# [GIVEN INFORMATION]

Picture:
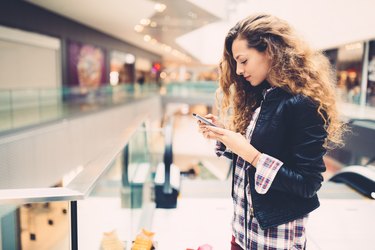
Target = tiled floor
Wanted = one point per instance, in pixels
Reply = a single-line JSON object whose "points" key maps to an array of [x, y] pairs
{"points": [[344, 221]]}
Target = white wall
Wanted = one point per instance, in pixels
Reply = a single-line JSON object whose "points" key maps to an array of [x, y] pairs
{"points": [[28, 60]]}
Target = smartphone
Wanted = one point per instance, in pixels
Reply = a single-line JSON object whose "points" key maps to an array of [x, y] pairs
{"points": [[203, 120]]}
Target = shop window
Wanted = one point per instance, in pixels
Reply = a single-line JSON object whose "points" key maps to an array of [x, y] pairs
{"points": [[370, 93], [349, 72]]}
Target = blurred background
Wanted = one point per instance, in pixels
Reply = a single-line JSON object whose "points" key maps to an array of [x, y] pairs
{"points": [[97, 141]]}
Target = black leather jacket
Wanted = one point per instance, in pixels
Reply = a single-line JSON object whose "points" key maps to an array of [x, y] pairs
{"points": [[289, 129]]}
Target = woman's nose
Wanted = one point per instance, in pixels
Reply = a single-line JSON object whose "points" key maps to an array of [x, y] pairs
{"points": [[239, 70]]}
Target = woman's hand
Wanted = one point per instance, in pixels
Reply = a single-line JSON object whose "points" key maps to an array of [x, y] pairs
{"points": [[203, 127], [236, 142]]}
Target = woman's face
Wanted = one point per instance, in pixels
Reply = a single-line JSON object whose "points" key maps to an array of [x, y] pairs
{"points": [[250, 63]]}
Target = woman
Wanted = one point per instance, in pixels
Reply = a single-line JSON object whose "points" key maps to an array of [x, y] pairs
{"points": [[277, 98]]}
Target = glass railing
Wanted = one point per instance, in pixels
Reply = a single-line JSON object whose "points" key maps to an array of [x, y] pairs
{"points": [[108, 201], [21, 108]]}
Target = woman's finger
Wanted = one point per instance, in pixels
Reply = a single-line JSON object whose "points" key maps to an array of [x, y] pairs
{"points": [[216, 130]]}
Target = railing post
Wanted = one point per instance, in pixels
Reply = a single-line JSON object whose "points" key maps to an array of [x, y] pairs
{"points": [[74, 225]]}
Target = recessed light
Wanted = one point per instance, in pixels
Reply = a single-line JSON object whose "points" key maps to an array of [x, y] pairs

# [SET PROBLEM]
Can you copy out all of the records above word for word, leaving the pictures out?

# [THE RESPONSE]
Picture:
Target = tiled floor
Wanted = one point per instance, in pixels
Reply = a single-line JSON object whose "points" key maps to an array of [x, y] pairs
{"points": [[344, 221]]}
Target = white wall
Wanted = one point per instance, in pixels
Reply = a single-line JSON object whose "points" key maps to an array of [x, y] pairs
{"points": [[28, 60]]}
Target = smartphone
Wanted = one point per instance, in pixels
Reply = a single-line JSON object whose "points" key maps to an array of [x, y] pairs
{"points": [[203, 120]]}
Target = shop window
Wanted = one point per instance, in pixels
Reply = a single-line JSON object whose "points" key maps to an array of [x, y] pairs
{"points": [[370, 93], [349, 72]]}
Target = blurred background
Wanted = one point per instance, in pixels
Reply = a single-line JSON object whose "points" key maps to an array of [x, y] pairs
{"points": [[97, 141]]}
Target = black leather jacket
Wanted = one point per instance, in pixels
Reply = a single-line JSON object whose "points" key maps to an array of [x, y] pairs
{"points": [[289, 129]]}
Target = woman's nose
Wanted = one point per instance, in pixels
Reply = a single-line JSON object whose "points" key maps to an array of [x, y] pairs
{"points": [[239, 70]]}
Target = woman's hand
Wanted = one point per instance, in pixels
Reply = a single-line JSON object whose "points" key maps to an array of [x, y] pairs
{"points": [[203, 127], [236, 142]]}
Target = woman's face
Wanted = one point per instance, in pixels
Reply = a single-line JSON object whose "points" key maps to an array of [x, y] pairs
{"points": [[250, 63]]}
Target = woman
Wanted = one point per instance, in pixels
Reply = a single-line JSON object whose "points" key maps to an array of [x, y] pairs
{"points": [[277, 98]]}
Target = glass railing
Wanted = one point per instance, in pixels
Reply = a single-line JSON object whose "points" key maps to an array of [x, y] pairs
{"points": [[108, 201], [21, 108]]}
Target = woman's finger
Wanted = one point per instance, in pixels
Reply = a single-line JSON object whose "points" key maps to an array of [x, y] pairs
{"points": [[216, 130]]}
Target = railing post
Wanted = one point per instance, in pixels
Reply = a single-line JSON object whose "points" key maps to an array of [x, y] pairs
{"points": [[74, 225]]}
Target = recessed light
Wanted = one point per instance, in pixels
Reply = a single-line JSON object whose "points" key maps to an array of [x, y] pairs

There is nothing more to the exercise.